» **Stored rows**
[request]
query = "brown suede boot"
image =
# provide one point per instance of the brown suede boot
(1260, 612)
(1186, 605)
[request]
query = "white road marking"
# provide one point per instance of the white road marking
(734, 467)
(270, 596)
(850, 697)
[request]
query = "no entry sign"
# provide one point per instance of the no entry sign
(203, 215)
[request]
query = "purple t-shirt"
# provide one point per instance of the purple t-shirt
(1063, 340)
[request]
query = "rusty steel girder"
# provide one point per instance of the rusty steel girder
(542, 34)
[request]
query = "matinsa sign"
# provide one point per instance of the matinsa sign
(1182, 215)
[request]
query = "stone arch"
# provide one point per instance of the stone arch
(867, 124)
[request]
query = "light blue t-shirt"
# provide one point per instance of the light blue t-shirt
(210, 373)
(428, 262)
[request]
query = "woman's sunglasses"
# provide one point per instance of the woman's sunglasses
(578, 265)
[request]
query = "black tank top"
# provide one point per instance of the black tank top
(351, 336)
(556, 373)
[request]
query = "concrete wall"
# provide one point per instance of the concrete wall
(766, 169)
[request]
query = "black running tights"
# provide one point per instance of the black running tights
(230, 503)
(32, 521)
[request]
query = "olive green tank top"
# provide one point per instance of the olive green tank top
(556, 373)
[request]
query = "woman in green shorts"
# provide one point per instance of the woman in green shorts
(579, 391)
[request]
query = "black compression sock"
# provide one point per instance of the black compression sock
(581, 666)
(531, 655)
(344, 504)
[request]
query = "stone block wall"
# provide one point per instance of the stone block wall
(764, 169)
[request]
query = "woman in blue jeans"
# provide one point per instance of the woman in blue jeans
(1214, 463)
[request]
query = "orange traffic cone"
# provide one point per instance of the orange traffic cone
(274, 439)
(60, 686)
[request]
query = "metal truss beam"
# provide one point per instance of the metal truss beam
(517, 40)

» **Written exercise**
Please rewrite everything from the start of the records above down to the line containing "(1063, 340)", replacing "white road marking" with "yellow road marking" and leaving all else unchanged.

» **Solution**
[request]
query = "brown suede boot"
image =
# provide one point per instance of the brown suede boot
(1260, 612)
(1186, 605)
[request]
query = "yellow road marking"
# provide one point per instance of the yellow road marking
(734, 467)
(270, 596)
(850, 697)
[request]
query = "no entry sign"
# provide one point per instance of the no entry sign
(203, 215)
[request]
query = "purple t-shirt"
# provide one point per instance of the purple t-shirt
(1063, 340)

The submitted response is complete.